INSTRUCTION 1: In the reflection on 1 Peter 2, what is the new temple that the Lord is building in place of one made of stones?
INSTRUCTION 2: Summarize the reflection on 1 Peter 2 in two sentences.
INSTRUCTION 3: Carry on the reflection on 1 Peter 2 from its final sentence.

# Start of DOCUMENT SECTION

Put yourself in the shoes of the first Christians to hear this text from Peter. You know stones and buildings well, and the most famous in your experience is the temple in Jerusalem. At the moment, it still stands; but before His death, Jesus prophesied that the time would come when the temple would be destroyed, without one stone left upon another. That time came just a handful of years after Peter writes this text. Remember, the chief priests and leaders rejected Jesus and had Him crucified: they refused to believe He was the Messiah. Thus, they rejected the cornerstone—He was a stone of stumbling and a rock of offense to them. Because they rejected Jesus, they turned to other messiahs instead: not saviors from sin, but nationalists who want to rebel against Rome. Just a few years after Peter writes this epistle, Rome has had enough. It sends armies to Jerusalem, and the city falls after a horrific siege. The soldiers meticulously dismantle the temple. The identity of the Jews as a people is tied to the temple: if the Romans destroy the temple, they go a long way to erasing their identity: the Jews go from being the “chosen people” to “not a people,” and those who survive are scattered. Does this mean that God has forsaken the world? What of those who trust in Christ?

For those shell-shocked by the destruction, this text gives great hope: for Peter says, “As you come to Him, a living stone rejected by men but in the sight of God chosen and precious, you yourselves like living stones are being built up as a spiritual house, to be a holy priesthood, to offer spiritual sacrifices acceptable to God through Jesus Christ” (1 Peter 2:4-5). The Lord is building a new temple: not one of stones constructed by human hands, but His Church. The cornerstone, chosen and precious, has been laid by Jesus‟ death and resurrection. His people are built upon Him like living stones; and to them Peter writes, “But you are a chosen race, a royal priesthood, a holy nation, a people for his own possession, that you may proclaim the excellencies of him who called you out of darkness into his marvelous light. Once you were not a people, but now you are God’s people; once you had not received mercy, but now you have received mercy” (1 Peter 2:9-10).

With Jerusalem wiped out, one might wonder if God has any patience left. The chosen people are obliterated. But Peter says, “You are a chosen race.” This is not by lineage or ancestry, but by the promise of grace: both Jews and Gentiles who trust in Christ for salvation are now the people of God.

# End of DOCUMENT SECTION
# Start of EXTRACTED DATA

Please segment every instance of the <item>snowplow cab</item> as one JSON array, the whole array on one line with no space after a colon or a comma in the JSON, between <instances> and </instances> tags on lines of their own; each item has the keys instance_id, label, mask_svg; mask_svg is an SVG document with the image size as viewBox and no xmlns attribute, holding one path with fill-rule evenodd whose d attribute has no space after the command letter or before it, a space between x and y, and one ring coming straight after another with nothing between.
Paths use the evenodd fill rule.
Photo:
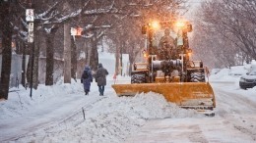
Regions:
<instances>
[{"instance_id":1,"label":"snowplow cab","mask_svg":"<svg viewBox=\"0 0 256 143\"><path fill-rule=\"evenodd\" d=\"M134 63L131 83L113 84L118 96L137 93L160 93L168 102L186 109L213 111L215 95L206 80L207 68L202 61L191 61L189 22L152 22L142 26L146 35L146 62Z\"/></svg>"}]
</instances>

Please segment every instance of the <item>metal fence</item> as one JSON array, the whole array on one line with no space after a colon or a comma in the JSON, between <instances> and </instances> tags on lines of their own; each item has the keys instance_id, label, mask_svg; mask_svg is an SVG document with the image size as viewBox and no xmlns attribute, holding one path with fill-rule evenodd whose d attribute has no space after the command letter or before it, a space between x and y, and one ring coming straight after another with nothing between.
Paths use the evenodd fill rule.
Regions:
<instances>
[{"instance_id":1,"label":"metal fence","mask_svg":"<svg viewBox=\"0 0 256 143\"><path fill-rule=\"evenodd\" d=\"M29 55L26 55L26 69L29 63ZM23 56L12 54L11 74L10 74L10 87L18 87L22 82L22 65ZM4 68L3 68L4 70ZM2 72L2 55L0 55L0 72ZM1 73L0 73L1 76Z\"/></svg>"}]
</instances>

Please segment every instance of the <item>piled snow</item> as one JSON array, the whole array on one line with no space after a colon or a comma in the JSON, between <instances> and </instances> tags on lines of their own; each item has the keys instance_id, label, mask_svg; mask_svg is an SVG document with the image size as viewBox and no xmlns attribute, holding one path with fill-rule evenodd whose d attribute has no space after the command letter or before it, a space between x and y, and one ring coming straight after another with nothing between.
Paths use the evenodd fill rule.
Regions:
<instances>
[{"instance_id":1,"label":"piled snow","mask_svg":"<svg viewBox=\"0 0 256 143\"><path fill-rule=\"evenodd\" d=\"M103 97L98 96L96 82L93 82L90 96L85 96L81 83L74 80L71 84L64 84L61 80L49 87L39 85L37 90L33 90L32 100L29 96L30 90L20 88L20 91L12 92L7 101L0 102L0 126L19 119L25 122L48 122L31 126L29 123L27 127L26 123L23 124L26 128L37 127L32 128L28 134L22 131L16 142L123 142L149 119L202 117L193 110L180 109L166 102L157 93L117 97L110 87L113 82L108 77L107 95ZM127 77L118 76L118 79L119 82L126 81ZM85 102L72 102L75 100ZM67 108L72 106L77 107L68 111ZM62 119L57 119L55 114L48 115L51 112L62 112ZM11 128L1 128L0 132L4 131L6 133L12 132Z\"/></svg>"},{"instance_id":2,"label":"piled snow","mask_svg":"<svg viewBox=\"0 0 256 143\"><path fill-rule=\"evenodd\" d=\"M231 67L230 69L223 69L216 74L212 74L210 82L232 84L232 86L224 85L224 89L233 94L240 94L244 97L256 101L256 86L248 88L247 90L241 89L239 86L240 76L246 74L256 63L252 61L250 65ZM221 84L222 85L222 84ZM221 88L224 88L222 85Z\"/></svg>"}]
</instances>

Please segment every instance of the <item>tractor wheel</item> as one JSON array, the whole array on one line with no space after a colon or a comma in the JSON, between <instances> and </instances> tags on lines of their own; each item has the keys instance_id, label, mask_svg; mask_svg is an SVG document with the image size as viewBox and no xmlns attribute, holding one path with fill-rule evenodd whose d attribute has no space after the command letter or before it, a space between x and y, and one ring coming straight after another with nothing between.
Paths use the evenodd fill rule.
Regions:
<instances>
[{"instance_id":1,"label":"tractor wheel","mask_svg":"<svg viewBox=\"0 0 256 143\"><path fill-rule=\"evenodd\" d=\"M146 83L145 74L132 74L131 83Z\"/></svg>"},{"instance_id":2,"label":"tractor wheel","mask_svg":"<svg viewBox=\"0 0 256 143\"><path fill-rule=\"evenodd\" d=\"M204 72L192 72L190 74L191 82L205 82L205 73Z\"/></svg>"}]
</instances>

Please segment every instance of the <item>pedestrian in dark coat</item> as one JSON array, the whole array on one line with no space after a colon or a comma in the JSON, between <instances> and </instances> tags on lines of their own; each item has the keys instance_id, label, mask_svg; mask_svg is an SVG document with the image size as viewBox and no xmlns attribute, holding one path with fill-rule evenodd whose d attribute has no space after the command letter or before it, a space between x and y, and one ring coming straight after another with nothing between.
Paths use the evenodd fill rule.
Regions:
<instances>
[{"instance_id":1,"label":"pedestrian in dark coat","mask_svg":"<svg viewBox=\"0 0 256 143\"><path fill-rule=\"evenodd\" d=\"M93 82L93 75L92 75L91 68L89 66L85 67L85 70L81 77L81 82L84 84L85 94L88 95L91 88L91 82Z\"/></svg>"},{"instance_id":2,"label":"pedestrian in dark coat","mask_svg":"<svg viewBox=\"0 0 256 143\"><path fill-rule=\"evenodd\" d=\"M96 72L96 81L98 86L99 96L104 94L104 86L106 85L105 76L108 74L108 72L103 68L102 64L98 64L97 71Z\"/></svg>"}]
</instances>

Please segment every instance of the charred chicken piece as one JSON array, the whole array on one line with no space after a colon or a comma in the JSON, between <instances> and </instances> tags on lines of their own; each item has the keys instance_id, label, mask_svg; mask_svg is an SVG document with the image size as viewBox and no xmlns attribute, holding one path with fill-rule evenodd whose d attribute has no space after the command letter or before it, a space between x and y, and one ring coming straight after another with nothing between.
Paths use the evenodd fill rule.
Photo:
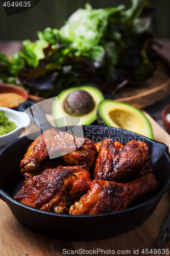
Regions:
<instances>
[{"instance_id":1,"label":"charred chicken piece","mask_svg":"<svg viewBox=\"0 0 170 256\"><path fill-rule=\"evenodd\" d=\"M124 210L140 196L155 191L160 186L154 174L126 184L102 180L89 183L90 190L70 207L69 214L93 215Z\"/></svg>"},{"instance_id":2,"label":"charred chicken piece","mask_svg":"<svg viewBox=\"0 0 170 256\"><path fill-rule=\"evenodd\" d=\"M32 177L35 176L35 175L40 174L46 169L54 169L59 165L62 166L65 166L66 165L65 162L62 159L61 157L53 158L52 159L50 159L49 157L47 157L40 163L37 170L34 173L25 173L25 178L26 180L28 180Z\"/></svg>"},{"instance_id":3,"label":"charred chicken piece","mask_svg":"<svg viewBox=\"0 0 170 256\"><path fill-rule=\"evenodd\" d=\"M124 147L116 148L114 141L105 139L95 162L94 178L116 181L136 170L151 168L149 147L140 141L131 140Z\"/></svg>"},{"instance_id":4,"label":"charred chicken piece","mask_svg":"<svg viewBox=\"0 0 170 256\"><path fill-rule=\"evenodd\" d=\"M37 209L66 213L69 206L89 189L87 182L90 180L86 169L59 166L25 181L14 198Z\"/></svg>"},{"instance_id":5,"label":"charred chicken piece","mask_svg":"<svg viewBox=\"0 0 170 256\"><path fill-rule=\"evenodd\" d=\"M101 148L101 146L103 142L103 141L102 141L102 142L98 142L97 143L94 143L94 145L97 149L97 152L98 153L99 153L100 152L100 150ZM116 148L122 148L122 147L124 147L124 145L120 143L120 142L118 142L118 141L115 141L114 145Z\"/></svg>"},{"instance_id":6,"label":"charred chicken piece","mask_svg":"<svg viewBox=\"0 0 170 256\"><path fill-rule=\"evenodd\" d=\"M91 140L85 139L82 146L62 158L69 165L84 165L89 169L97 158L96 148Z\"/></svg>"},{"instance_id":7,"label":"charred chicken piece","mask_svg":"<svg viewBox=\"0 0 170 256\"><path fill-rule=\"evenodd\" d=\"M68 151L76 151L79 150L81 146L83 146L84 141L84 138L77 138L68 133L57 129L46 130L41 135L38 137L28 148L20 164L22 175L25 175L26 179L30 177L31 174L33 174L32 176L36 175L40 163L47 158L49 154L52 155L57 154L57 157L59 157L66 154ZM89 149L88 150L91 152L91 154L86 154L85 152L82 153L84 155L84 163L88 166L92 160L92 155L95 155L96 154L96 150L94 144L92 145L92 141L88 139L85 139L85 143L86 147L84 147L84 151L87 151L89 146ZM84 149L83 147L83 148ZM83 151L83 150L80 150ZM76 161L78 162L78 159ZM80 163L79 165L82 164Z\"/></svg>"}]
</instances>

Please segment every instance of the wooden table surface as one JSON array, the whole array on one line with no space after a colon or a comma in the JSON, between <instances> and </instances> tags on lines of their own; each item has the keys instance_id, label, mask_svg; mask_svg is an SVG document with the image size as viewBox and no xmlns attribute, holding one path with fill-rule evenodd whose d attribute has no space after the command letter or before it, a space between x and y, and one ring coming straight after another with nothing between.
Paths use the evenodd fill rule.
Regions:
<instances>
[{"instance_id":1,"label":"wooden table surface","mask_svg":"<svg viewBox=\"0 0 170 256\"><path fill-rule=\"evenodd\" d=\"M145 114L152 124L154 139L166 144L170 148L169 135L147 113L145 113ZM24 133L23 131L22 136ZM156 244L160 230L169 212L170 197L166 193L149 219L132 230L107 239L68 241L48 238L31 231L20 224L13 216L7 205L0 200L0 256L71 255L71 251L70 254L64 254L63 249L69 251L80 249L88 251L94 250L93 255L95 254L98 249L114 250L115 254L120 255L127 255L128 252L126 252L126 250L130 251L129 255L135 255L134 250L136 251L136 254L145 255L141 253L143 249L148 249L149 251L151 249L166 249L167 252L169 251L166 254L160 254L158 251L156 254L149 253L148 255L170 255L170 243L166 247L163 245L165 239L159 246ZM75 226L75 228L78 229L81 227ZM89 227L89 232L91 228L92 227ZM68 231L71 232L69 230L69 227ZM76 255L88 255L88 253L85 252L84 254L81 254L80 252ZM98 255L104 254L99 252Z\"/></svg>"}]
</instances>

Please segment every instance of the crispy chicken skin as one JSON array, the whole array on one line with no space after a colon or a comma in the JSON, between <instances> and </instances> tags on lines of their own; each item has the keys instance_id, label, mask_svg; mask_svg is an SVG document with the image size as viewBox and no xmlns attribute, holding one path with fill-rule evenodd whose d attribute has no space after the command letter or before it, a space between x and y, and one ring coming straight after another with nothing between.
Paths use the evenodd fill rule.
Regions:
<instances>
[{"instance_id":1,"label":"crispy chicken skin","mask_svg":"<svg viewBox=\"0 0 170 256\"><path fill-rule=\"evenodd\" d=\"M91 140L85 139L82 146L62 158L69 165L84 165L89 169L97 158L96 148Z\"/></svg>"},{"instance_id":2,"label":"crispy chicken skin","mask_svg":"<svg viewBox=\"0 0 170 256\"><path fill-rule=\"evenodd\" d=\"M131 140L116 148L114 141L105 139L95 162L94 178L116 181L136 170L151 168L149 147L140 141Z\"/></svg>"},{"instance_id":3,"label":"crispy chicken skin","mask_svg":"<svg viewBox=\"0 0 170 256\"><path fill-rule=\"evenodd\" d=\"M69 214L93 215L124 210L140 196L153 192L160 186L154 174L125 184L102 180L89 183L90 190L70 207Z\"/></svg>"},{"instance_id":4,"label":"crispy chicken skin","mask_svg":"<svg viewBox=\"0 0 170 256\"><path fill-rule=\"evenodd\" d=\"M48 153L52 155L59 153L62 155L68 151L73 152L66 154L64 158L71 165L84 165L90 168L96 157L96 149L91 140L77 138L56 129L48 129L28 148L20 162L20 172L26 179L28 179L37 174L40 163L48 156Z\"/></svg>"},{"instance_id":5,"label":"crispy chicken skin","mask_svg":"<svg viewBox=\"0 0 170 256\"><path fill-rule=\"evenodd\" d=\"M101 148L101 146L103 142L103 141L102 141L102 142L98 142L97 143L94 143L94 145L97 149L97 152L98 153L99 153L100 152L100 150ZM118 141L115 141L114 145L116 148L122 148L122 147L124 147L124 145L120 143L120 142L118 142Z\"/></svg>"},{"instance_id":6,"label":"crispy chicken skin","mask_svg":"<svg viewBox=\"0 0 170 256\"><path fill-rule=\"evenodd\" d=\"M90 180L89 172L82 167L59 166L25 181L14 198L38 209L67 212L90 188L87 182Z\"/></svg>"}]
</instances>

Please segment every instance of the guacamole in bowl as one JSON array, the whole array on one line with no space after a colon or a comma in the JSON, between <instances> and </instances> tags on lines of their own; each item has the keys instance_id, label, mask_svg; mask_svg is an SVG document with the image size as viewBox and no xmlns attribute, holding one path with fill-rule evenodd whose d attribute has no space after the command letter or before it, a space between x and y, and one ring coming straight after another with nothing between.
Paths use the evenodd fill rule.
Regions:
<instances>
[{"instance_id":1,"label":"guacamole in bowl","mask_svg":"<svg viewBox=\"0 0 170 256\"><path fill-rule=\"evenodd\" d=\"M10 133L17 127L14 122L9 121L4 111L0 111L0 136Z\"/></svg>"}]
</instances>

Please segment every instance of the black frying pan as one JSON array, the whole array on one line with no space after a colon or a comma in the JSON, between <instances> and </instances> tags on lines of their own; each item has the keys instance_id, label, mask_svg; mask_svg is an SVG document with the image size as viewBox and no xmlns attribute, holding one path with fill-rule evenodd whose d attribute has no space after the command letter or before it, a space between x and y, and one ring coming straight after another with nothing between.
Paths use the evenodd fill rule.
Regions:
<instances>
[{"instance_id":1,"label":"black frying pan","mask_svg":"<svg viewBox=\"0 0 170 256\"><path fill-rule=\"evenodd\" d=\"M160 182L160 188L154 194L141 197L128 209L114 213L75 216L34 209L13 199L23 184L19 163L32 142L23 137L0 152L0 198L7 203L19 222L34 231L61 239L85 240L117 236L145 221L169 187L170 155L164 144L123 129L84 125L83 130L84 137L92 139L94 142L110 137L116 138L117 140L120 138L124 144L132 139L140 139L147 143L152 148L153 173Z\"/></svg>"}]
</instances>

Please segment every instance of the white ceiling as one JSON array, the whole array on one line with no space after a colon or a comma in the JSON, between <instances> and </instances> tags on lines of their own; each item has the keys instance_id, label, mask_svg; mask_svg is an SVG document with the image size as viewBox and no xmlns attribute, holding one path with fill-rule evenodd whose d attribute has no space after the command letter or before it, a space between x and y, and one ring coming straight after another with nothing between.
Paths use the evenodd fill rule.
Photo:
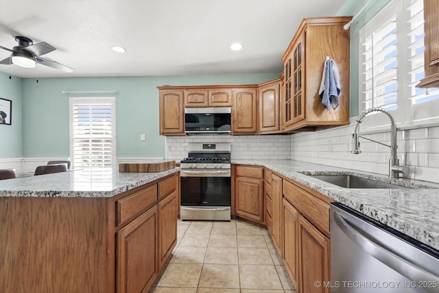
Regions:
<instances>
[{"instance_id":1,"label":"white ceiling","mask_svg":"<svg viewBox=\"0 0 439 293\"><path fill-rule=\"evenodd\" d=\"M304 17L346 0L1 0L0 45L15 36L58 48L45 57L72 73L0 65L20 77L186 75L282 71ZM244 44L232 51L235 42ZM126 49L117 53L111 47ZM0 49L0 60L10 52Z\"/></svg>"}]
</instances>

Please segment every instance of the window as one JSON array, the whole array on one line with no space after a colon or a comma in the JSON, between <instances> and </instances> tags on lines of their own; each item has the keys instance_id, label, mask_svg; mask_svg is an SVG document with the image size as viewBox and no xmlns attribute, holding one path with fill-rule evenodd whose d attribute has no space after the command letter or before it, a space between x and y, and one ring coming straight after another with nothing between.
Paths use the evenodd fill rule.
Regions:
<instances>
[{"instance_id":1,"label":"window","mask_svg":"<svg viewBox=\"0 0 439 293\"><path fill-rule=\"evenodd\" d=\"M115 160L115 98L70 98L75 168L110 168Z\"/></svg>"},{"instance_id":2,"label":"window","mask_svg":"<svg viewBox=\"0 0 439 293\"><path fill-rule=\"evenodd\" d=\"M383 107L399 127L439 122L439 90L415 86L424 77L423 24L423 0L394 0L360 29L360 113ZM365 120L369 128L389 123Z\"/></svg>"}]
</instances>

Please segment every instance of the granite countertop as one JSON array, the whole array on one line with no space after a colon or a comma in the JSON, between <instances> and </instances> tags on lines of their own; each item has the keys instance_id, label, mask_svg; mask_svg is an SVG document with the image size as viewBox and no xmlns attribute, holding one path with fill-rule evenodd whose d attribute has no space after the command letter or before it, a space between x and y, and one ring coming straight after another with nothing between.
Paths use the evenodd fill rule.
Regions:
<instances>
[{"instance_id":1,"label":"granite countertop","mask_svg":"<svg viewBox=\"0 0 439 293\"><path fill-rule=\"evenodd\" d=\"M119 173L117 168L74 170L0 181L0 196L111 197L180 170Z\"/></svg>"},{"instance_id":2,"label":"granite countertop","mask_svg":"<svg viewBox=\"0 0 439 293\"><path fill-rule=\"evenodd\" d=\"M439 184L293 160L233 160L267 167L439 250ZM405 189L348 189L307 175L345 174L402 185Z\"/></svg>"}]
</instances>

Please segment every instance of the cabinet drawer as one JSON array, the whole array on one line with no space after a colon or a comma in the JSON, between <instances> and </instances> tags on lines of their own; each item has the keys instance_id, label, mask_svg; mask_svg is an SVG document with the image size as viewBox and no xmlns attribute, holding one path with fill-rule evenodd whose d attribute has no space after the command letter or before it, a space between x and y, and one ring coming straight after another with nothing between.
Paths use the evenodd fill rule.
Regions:
<instances>
[{"instance_id":1,"label":"cabinet drawer","mask_svg":"<svg viewBox=\"0 0 439 293\"><path fill-rule=\"evenodd\" d=\"M264 169L263 170L263 179L265 181L266 181L267 182L271 182L272 181L272 172L269 171L267 169Z\"/></svg>"},{"instance_id":2,"label":"cabinet drawer","mask_svg":"<svg viewBox=\"0 0 439 293\"><path fill-rule=\"evenodd\" d=\"M157 184L133 193L116 201L116 225L119 225L157 201Z\"/></svg>"},{"instance_id":3,"label":"cabinet drawer","mask_svg":"<svg viewBox=\"0 0 439 293\"><path fill-rule=\"evenodd\" d=\"M264 196L264 206L265 207L265 212L267 212L268 213L268 214L271 216L272 215L272 209L273 207L273 205L272 203L272 199L270 199L270 197L268 197L267 196L267 194L265 194L265 196Z\"/></svg>"},{"instance_id":4,"label":"cabinet drawer","mask_svg":"<svg viewBox=\"0 0 439 293\"><path fill-rule=\"evenodd\" d=\"M329 204L283 181L285 198L325 235L329 237Z\"/></svg>"},{"instance_id":5,"label":"cabinet drawer","mask_svg":"<svg viewBox=\"0 0 439 293\"><path fill-rule=\"evenodd\" d=\"M171 176L158 182L158 200L162 199L169 193L176 190L177 187L177 177Z\"/></svg>"},{"instance_id":6,"label":"cabinet drawer","mask_svg":"<svg viewBox=\"0 0 439 293\"><path fill-rule=\"evenodd\" d=\"M236 176L252 178L262 178L263 169L262 167L250 167L247 166L237 166Z\"/></svg>"}]
</instances>

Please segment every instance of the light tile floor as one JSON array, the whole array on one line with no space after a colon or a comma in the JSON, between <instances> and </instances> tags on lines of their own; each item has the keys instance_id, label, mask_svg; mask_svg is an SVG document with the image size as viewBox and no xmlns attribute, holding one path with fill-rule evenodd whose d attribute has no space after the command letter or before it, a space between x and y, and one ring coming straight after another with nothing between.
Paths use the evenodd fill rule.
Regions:
<instances>
[{"instance_id":1,"label":"light tile floor","mask_svg":"<svg viewBox=\"0 0 439 293\"><path fill-rule=\"evenodd\" d=\"M178 220L177 245L154 293L296 293L265 228Z\"/></svg>"}]
</instances>

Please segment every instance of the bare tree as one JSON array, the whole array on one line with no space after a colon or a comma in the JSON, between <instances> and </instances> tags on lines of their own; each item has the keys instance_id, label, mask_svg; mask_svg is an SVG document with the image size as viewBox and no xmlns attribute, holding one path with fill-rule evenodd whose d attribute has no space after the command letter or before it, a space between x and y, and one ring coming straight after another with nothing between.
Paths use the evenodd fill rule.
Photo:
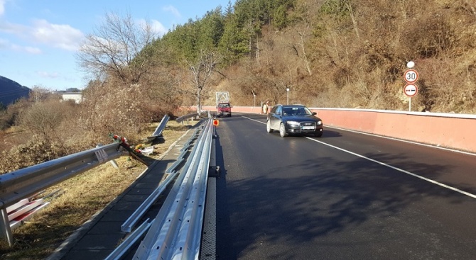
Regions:
<instances>
[{"instance_id":1,"label":"bare tree","mask_svg":"<svg viewBox=\"0 0 476 260\"><path fill-rule=\"evenodd\" d=\"M207 80L215 72L215 66L218 64L220 57L214 51L200 50L197 62L193 64L187 62L192 72L193 81L197 88L197 113L201 111L201 94Z\"/></svg>"},{"instance_id":2,"label":"bare tree","mask_svg":"<svg viewBox=\"0 0 476 260\"><path fill-rule=\"evenodd\" d=\"M104 23L86 36L77 59L96 77L116 76L126 84L136 84L151 67L151 57L139 54L155 36L148 22L136 24L129 13L120 17L107 13Z\"/></svg>"}]
</instances>

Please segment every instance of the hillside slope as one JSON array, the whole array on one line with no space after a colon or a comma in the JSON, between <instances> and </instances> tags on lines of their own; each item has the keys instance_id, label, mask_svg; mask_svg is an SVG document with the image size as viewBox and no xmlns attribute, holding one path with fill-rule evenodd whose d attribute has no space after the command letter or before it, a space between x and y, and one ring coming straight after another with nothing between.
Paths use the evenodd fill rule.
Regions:
<instances>
[{"instance_id":1,"label":"hillside slope","mask_svg":"<svg viewBox=\"0 0 476 260\"><path fill-rule=\"evenodd\" d=\"M30 89L0 76L0 103L7 106L22 97L27 97Z\"/></svg>"}]
</instances>

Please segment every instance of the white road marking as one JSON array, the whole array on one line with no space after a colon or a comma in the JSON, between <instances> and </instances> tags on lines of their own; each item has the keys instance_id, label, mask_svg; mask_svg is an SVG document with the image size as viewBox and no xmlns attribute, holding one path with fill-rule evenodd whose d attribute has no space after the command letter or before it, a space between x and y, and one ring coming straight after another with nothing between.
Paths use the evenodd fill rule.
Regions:
<instances>
[{"instance_id":1,"label":"white road marking","mask_svg":"<svg viewBox=\"0 0 476 260\"><path fill-rule=\"evenodd\" d=\"M255 120L255 119L252 119L252 118L247 118L247 117L246 117L246 116L242 116L242 117L244 118L249 119L249 120L253 120L253 121L255 121L255 122L258 122L258 123L262 123L262 124L264 124L264 125L266 125L266 123L263 123L263 122L261 122L261 121L259 121L259 120ZM340 129L340 128L337 128L337 129ZM347 129L342 129L342 130L345 130L345 131L348 131ZM357 131L353 131L353 132L357 132L357 133L362 133L362 132L357 132ZM368 133L365 133L365 134L367 134L367 135L374 135L374 136L377 136L377 137L381 137L381 136L379 136L379 135L372 135L372 134L368 134ZM442 183L438 182L438 181L433 181L433 180L430 179L428 179L428 178L425 178L425 177L423 177L423 176L421 176L415 174L411 173L411 172L410 172L410 171L404 170L403 169L400 169L400 168L398 168L398 167L393 166L391 166L391 165L390 165L390 164L386 164L386 163L384 163L384 162L379 162L379 161L377 161L377 160L374 160L374 159L371 159L371 158L369 158L369 157L364 157L364 156L363 156L363 155L361 155L361 154L356 154L356 153L355 153L355 152L350 152L350 151L349 151L349 150L346 150L345 149L342 149L342 148L340 148L340 147L337 147L337 146L334 146L334 145L329 145L329 144L328 144L328 143L325 143L325 142L322 142L322 141L319 141L319 140L315 140L315 139L313 139L313 138L310 138L310 137L305 137L305 138L307 138L307 139L308 139L308 140L312 140L312 141L318 142L318 143L320 143L320 144L321 144L321 145L327 145L327 146L328 146L328 147L332 147L332 148L334 148L334 149L338 149L338 150L340 150L340 151L347 152L347 153L348 153L348 154L355 155L355 156L356 156L356 157L360 157L360 158L364 159L366 159L366 160L369 160L369 161L370 161L370 162L374 162L374 163L376 163L376 164L379 164L382 165L382 166L386 166L386 167L389 167L389 168L390 168L390 169L394 169L394 170L396 170L396 171L400 171L400 172L403 172L404 174L406 174L412 176L416 177L416 178L418 178L418 179L422 179L422 180L423 180L423 181L428 181L428 182L429 182L429 183L433 183L433 184L436 184L436 185L438 185L438 186L440 186L440 187L443 187L443 188L450 189L450 190L451 190L451 191L456 191L456 192L458 192L458 193L459 193L465 195L465 196L468 196L468 197L471 197L471 198L476 198L476 195L475 195L475 194L470 193L468 193L468 192L466 192L466 191L460 190L459 188L455 188L455 187L452 187L452 186L448 186L448 185ZM389 139L391 139L391 140L397 140L397 141L401 141L401 140L399 140L399 139L389 138L389 137L387 137L387 138L389 138ZM406 142L410 142L410 143L413 143L413 142L408 142L408 141L406 141ZM418 143L416 143L416 142L415 142L414 144L416 144L416 145L421 145L421 144L418 144ZM429 146L429 147L434 147L433 146L431 146L431 145L428 145L428 146ZM440 147L438 147L438 148L440 148ZM453 151L453 150L451 150L451 151ZM469 154L475 155L474 154Z\"/></svg>"}]
</instances>

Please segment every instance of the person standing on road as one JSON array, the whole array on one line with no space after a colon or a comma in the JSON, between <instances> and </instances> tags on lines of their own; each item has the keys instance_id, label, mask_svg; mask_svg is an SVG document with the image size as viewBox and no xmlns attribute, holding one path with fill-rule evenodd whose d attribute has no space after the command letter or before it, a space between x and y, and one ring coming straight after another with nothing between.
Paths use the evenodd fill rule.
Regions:
<instances>
[{"instance_id":1,"label":"person standing on road","mask_svg":"<svg viewBox=\"0 0 476 260\"><path fill-rule=\"evenodd\" d=\"M263 105L263 113L267 115L268 109L269 109L269 101L267 100L264 105Z\"/></svg>"}]
</instances>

# End of EXTRACTED DATA

TASK RESPONSE 1: His Church, built on Jesus as the cornerstone.

TASK RESPONSE 2: The leaders who rejected Jesus turned to nationalist messiahs who rebelled against Rome, and a few years after Peter wrote, Roman armies took Jerusalem and dismantled the temple on which the Jews' identity as a people depended. Peter's words offer hope because the Lord is building a new temple, His Church, on Jesus as the chosen and precious cornerstone, and both Jews and Gentiles who trust in Christ are now the people of God.

TASK RESPONSE 3:
“You are a royal priesthood,” says Peter. The temple in Jerusalem is gone, its priests slaughtered and the sacrifices there discontinued. But the sacrifices there are no longer needed, because Jesus has been sacrificed for the sins of all. Now, you are a royal priesthood: for the sake of Jesus, it is given to you to draw near to God. It is given to you to offer the only sacrifice that is left: a sacrifice of praise, proclamations of what Jesus has done and a life lived in gratitude for it. This is a present reality: you are not auditioning in the hopes that you will earn a place in the royal priesthood of God; rather, for the sake of Jesus, the Lord declares that you are in His royal priesthood even now.

Thus, you are also “a holy nation, a people for His own possession.” You are not strangers or foreigners in the kingdom of God. For the sake of Jesus, you are His people. He has marked you as His own by water and the Word, and He continues to sanctify you. And what do you do as a holy nation? You “proclaim the excellencies of Him who called you out of darkness into His marvelous light.” Called, not will call. You are already numbered among His people.

“Once you were not a people, but now you are God’s people; once you had not received mercy, but now you have received mercy.” When the Romans dismantled the temple, the Jews who were left effectively became “not a people.” But Peter writes, “Now you are God’s people;” and your identity isn’t built upon a stone temple or a flag or a piece of land that can be taken away. It’s built upon Christ who cannot be moved, promised you in His Word which will not pass away. This is not your doing: it is yours because you have received mercy.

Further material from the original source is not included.